• **TEXT SEGMENT**
::::
In 1970s Melbourne, Nora is a happy woman.

She is happy moving between the city’s communal households, with her little daughter. Happy with days spent at the public pool, and nights spent dancing and drinking and talking and smoking and loving freely.

But then Nora meets Javo. Javo, with his crooked, wrecked, wild face and his violently blue eyes. And soon she is trapped in the monkey grip of his drug addiction and her own obsessive love for him.

On its first publication in 1977, Monkey Grip was both a sensation and a lightning rod in its frank portrayal of the lives of a generation. Now a modern classic, it shows Helen Garner’s dazzling and radical literary voice.
::::
• **MATERIAL PROVIDED**
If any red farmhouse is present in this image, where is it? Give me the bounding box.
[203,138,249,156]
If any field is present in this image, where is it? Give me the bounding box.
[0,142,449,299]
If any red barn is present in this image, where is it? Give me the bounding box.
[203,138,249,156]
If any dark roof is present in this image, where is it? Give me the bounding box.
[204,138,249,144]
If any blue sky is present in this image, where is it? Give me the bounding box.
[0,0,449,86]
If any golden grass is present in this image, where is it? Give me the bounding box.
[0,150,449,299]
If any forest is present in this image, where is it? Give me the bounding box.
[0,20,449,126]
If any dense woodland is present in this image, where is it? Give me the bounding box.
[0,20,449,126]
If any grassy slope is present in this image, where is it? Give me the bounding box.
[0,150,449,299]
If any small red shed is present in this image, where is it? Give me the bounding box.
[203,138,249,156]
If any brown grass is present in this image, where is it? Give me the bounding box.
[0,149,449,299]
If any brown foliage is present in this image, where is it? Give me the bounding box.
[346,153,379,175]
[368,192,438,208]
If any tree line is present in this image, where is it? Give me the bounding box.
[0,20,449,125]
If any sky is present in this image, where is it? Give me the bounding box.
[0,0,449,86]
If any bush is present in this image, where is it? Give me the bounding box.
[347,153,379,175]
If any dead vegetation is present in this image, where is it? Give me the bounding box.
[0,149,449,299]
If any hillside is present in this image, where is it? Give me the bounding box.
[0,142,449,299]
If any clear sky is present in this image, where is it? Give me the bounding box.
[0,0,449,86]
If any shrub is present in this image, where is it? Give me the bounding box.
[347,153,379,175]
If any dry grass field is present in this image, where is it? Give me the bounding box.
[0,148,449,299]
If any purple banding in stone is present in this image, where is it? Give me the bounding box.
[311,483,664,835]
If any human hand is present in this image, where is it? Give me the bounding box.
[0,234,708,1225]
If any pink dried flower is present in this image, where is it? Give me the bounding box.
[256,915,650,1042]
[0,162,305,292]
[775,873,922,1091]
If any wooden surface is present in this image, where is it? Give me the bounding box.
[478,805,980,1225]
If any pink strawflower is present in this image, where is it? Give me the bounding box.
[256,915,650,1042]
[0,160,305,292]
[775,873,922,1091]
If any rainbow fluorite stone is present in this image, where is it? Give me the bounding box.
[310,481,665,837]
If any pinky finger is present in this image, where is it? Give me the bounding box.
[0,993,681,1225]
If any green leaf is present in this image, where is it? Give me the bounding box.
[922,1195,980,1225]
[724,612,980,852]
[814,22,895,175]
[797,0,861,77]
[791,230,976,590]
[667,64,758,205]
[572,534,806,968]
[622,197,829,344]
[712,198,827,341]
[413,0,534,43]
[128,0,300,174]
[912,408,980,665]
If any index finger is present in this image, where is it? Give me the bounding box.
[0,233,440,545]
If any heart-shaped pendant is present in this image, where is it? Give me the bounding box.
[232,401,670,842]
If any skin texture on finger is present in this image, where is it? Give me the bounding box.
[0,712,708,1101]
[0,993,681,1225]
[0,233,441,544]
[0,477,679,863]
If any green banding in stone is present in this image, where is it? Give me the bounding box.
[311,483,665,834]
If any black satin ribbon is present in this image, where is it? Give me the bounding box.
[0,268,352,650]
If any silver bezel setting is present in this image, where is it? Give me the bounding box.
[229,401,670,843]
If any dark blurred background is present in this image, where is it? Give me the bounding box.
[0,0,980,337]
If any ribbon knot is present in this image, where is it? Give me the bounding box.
::::
• **REQUESTS**
1. Could you transcribe the part of the book description that opens with the words containing "In 1970s Melbourne, Nora" and closes with "radical literary voice."?
2. Can you express the records running from the line containing "If any wooden" through the line containing "[0,233,440,545]", both lines included, as a two-column CSV with the headers input and output? Use only those records, one row per record, and put each field in quotes with any line breaks replaced by spaces.
The records are unrelated to the book description.

• **RESPONSE LIST**
1.
In 1970s Melbourne, Nora is a happy woman.

She is happy moving between the city’s communal households, with her little daughter. Happy with days spent at the public pool, and nights spent dancing and drinking and talking and smoking and loving freely.

But then Nora meets Javo. Javo, with his crooked, wrecked, wild face and his violently blue eyes. And soon she is trapped in the monkey grip of his drug addiction and her own obsessive love for him.

On its first publication in 1977, Monkey Grip was both a sensation and a lightning rod in its frank portrayal of the lives of a generation. Now a modern classic, it shows Helen Garner’s dazzling and radical literary voice.

2.
input,output
"If any wooden surface is present in this image, where is it? Give me the bounding box.","[478,805,980,1225]"
"If any pink strawflower is present in this image, where is it? Give me the bounding box.","[256,915,650,1042] [0,160,305,292] [775,873,922,1091]"
"If any rainbow fluorite stone is present in this image, where is it? Give me the bounding box.","[310,481,665,837]"
"If any pinky finger is present in this image, where is it? Give me the bounding box.","[0,993,681,1225]"
"If any green leaf is present in this image, where is it? Give me the bounding box.","[922,1195,980,1225] [724,612,980,852] [814,22,895,175] [797,0,861,77] [791,230,976,590] [667,64,758,205] [572,534,806,968] [622,197,829,344] [712,198,827,341] [413,0,534,43] [128,0,300,174] [912,408,980,665]"
"If any index finger is present in this image, where is it? Give me the bounding box.","[0,233,440,545]"